--- start of PROVIDED PASSAGE ---
‘How BEE is hobbling South Africa’s economy’

A new report by Open Secrets aims to reveal why South Africa is stuck. Much has to do with how power is centralised – and despite what Cyril Ramaphosa says, Black empowerment is part of the problem.
August 29, 2025
5 mins read

In the 1980s, everyone knew who pulled the strings in South African society. A tight-knit group of companies owned pretty much everything and were the locus of all influence – much of which was centralised at Anglo American headquarters at 44 Main Street in Joburg, Old Mutual and Sanlam in the Cape, South African Breweries (SAB), and Donny Gordon’s Liberty Life. 

Today, it’s a different story. Many of those companies, like Old Mutual and Liberty, are a shadow of what they once were. Others, like Anglo American, have relocated to London, while SAB is under the thumb of the Brazilian owners of AB InBev. And the way influence is traded has shifted accordingly.

In a bid to pinpoint exactly where the power lies today, non-profit organisation Open Secrets this week published the first of a series of “Who Owns South Africa” reports. 

“It’s critical to know who is calling the shots,” says Open Secrets head of investigations Michael Marchant. For instance, he says it is very clear that the financial institutions – the banks and asset managers – have far more clout than in the past.

“This isn’t to say that they use this influence in a malign way in every case, but the danger is they can lean on policymakers and use their vast resources to serve very narrow interests,” he says.

In this first report, Open Secrets takes aim at a number of the ANC government’s economic policies in a bid to answer a question that has confounded the country’s brightest minds: why are we stuck? That South Africa is indeed stuck isn’t a debate – one in three people are unable to find a job, GDP growth has languished under 1% for a decade, and 28-million people live on grants.

One of the ANC’s signature policies, which has come in for a fearsome lashing in recent months, is BEE – and Open Secrets doesn’t shy away either.

“Instead of genuine broad-based empowerment of the Black majority, it has become a system that privileges the existent or aspirant elite, and it has not translated into a transformation of power in corporate South Africa,” the report says.

“[Empowerment] became intertwined with the state and abused in the period of state capture, benefiting politically-connected individuals. Politicians and bureaucrats manipulated tenders, using BEE status as a front to funnel contracts to friends, families, or political allies. In this way, contracts with state-owned entities enriched politically connected figures without the delivery of services.”

There are many damning examples, but Open Secret highlights the 2013 deal in which the Passenger Rail Agency of South Africa (Prasa) picked a company called Swifambo to provide trains for R2.7bn. 

From the beginning, red flags were everywhere: Swifambo had no rail experience, and it was only registered as a company weeks before the tender was awarded. In the end, it simply acted as a middleman between Prasa and German company Vossloh, which was selling the trains – buying trains that, almost satirically, didn’t even fit the gauge of South Africa’s train tracks.
--- end of PROVIDED PASSAGE ---
WRITTEN PROBLEM A
Return the passage of the BEE article from "Today, it’s a" up to and including "has shifted accordingly.", word for word.
--- start of RECORDS ---
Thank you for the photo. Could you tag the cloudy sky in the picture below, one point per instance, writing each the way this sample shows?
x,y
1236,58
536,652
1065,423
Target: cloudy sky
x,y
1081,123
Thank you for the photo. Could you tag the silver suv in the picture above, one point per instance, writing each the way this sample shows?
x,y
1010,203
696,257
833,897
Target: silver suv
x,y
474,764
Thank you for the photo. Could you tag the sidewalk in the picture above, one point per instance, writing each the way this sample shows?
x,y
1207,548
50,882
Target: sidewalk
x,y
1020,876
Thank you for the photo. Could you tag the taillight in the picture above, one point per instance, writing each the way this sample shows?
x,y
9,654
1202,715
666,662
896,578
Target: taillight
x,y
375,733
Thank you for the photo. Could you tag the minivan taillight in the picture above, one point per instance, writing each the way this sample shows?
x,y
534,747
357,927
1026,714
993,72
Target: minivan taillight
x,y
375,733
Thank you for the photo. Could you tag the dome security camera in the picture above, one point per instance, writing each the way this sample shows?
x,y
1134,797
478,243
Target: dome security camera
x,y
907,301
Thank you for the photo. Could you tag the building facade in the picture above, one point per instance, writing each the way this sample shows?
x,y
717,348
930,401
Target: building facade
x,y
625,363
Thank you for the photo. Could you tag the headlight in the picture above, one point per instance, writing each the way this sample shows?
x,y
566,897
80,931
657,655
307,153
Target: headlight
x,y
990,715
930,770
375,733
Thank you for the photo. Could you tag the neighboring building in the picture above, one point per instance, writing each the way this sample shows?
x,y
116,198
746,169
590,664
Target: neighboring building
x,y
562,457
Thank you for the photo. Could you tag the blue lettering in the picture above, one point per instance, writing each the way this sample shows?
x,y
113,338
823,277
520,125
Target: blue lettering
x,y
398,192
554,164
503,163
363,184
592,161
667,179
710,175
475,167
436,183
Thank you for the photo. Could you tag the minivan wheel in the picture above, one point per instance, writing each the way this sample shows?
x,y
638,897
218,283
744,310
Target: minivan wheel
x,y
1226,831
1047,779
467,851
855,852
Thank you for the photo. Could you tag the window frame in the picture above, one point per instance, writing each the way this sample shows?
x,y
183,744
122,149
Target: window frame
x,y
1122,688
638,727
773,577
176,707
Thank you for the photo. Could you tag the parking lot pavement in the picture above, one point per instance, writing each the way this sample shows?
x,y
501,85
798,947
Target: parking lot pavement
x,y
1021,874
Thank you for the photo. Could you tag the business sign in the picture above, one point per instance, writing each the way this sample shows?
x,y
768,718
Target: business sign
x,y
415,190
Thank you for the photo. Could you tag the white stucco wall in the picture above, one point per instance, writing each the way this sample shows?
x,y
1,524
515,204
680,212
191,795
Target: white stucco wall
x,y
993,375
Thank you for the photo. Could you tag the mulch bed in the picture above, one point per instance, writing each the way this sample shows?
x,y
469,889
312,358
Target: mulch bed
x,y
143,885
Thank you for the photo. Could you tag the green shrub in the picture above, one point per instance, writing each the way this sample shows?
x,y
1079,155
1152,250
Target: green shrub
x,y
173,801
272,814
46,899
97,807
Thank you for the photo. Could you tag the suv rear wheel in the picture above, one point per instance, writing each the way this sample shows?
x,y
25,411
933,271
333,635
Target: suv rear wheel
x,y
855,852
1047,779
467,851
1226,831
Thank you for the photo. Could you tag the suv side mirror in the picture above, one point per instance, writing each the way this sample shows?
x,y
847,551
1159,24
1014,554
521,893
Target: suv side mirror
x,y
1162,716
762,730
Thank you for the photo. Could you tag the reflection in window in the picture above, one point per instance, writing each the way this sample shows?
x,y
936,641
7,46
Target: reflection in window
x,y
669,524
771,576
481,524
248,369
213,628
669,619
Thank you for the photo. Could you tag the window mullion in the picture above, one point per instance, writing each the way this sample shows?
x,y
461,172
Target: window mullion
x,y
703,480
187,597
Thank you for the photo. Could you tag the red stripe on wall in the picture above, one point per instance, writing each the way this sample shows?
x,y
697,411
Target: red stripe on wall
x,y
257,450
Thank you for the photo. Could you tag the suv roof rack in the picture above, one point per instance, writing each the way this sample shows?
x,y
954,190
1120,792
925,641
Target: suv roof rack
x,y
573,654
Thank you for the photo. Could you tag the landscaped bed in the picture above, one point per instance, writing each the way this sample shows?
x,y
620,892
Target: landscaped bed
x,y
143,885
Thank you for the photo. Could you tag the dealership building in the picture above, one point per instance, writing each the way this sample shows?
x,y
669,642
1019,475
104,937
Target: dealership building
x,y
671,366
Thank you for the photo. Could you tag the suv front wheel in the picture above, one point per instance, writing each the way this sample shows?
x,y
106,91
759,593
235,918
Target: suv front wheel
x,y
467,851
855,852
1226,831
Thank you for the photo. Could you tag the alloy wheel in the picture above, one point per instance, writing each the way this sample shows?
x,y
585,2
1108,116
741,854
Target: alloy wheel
--- end of RECORDS ---
WRITTEN PROBLEM B
Count the lines in the entries that contain the string "facade", treating uppercase and lowercase as different. Reply with the number only.

RESULT A
Today, it’s a different story. Many of those companies, like Old Mutual and Liberty, are a shadow of what they once were. Others, like Anglo American, have relocated to London, while SAB is under the thumb of the Brazilian owners of AB InBev. And the way influence is traded has shifted accordingly.

RESULT B
2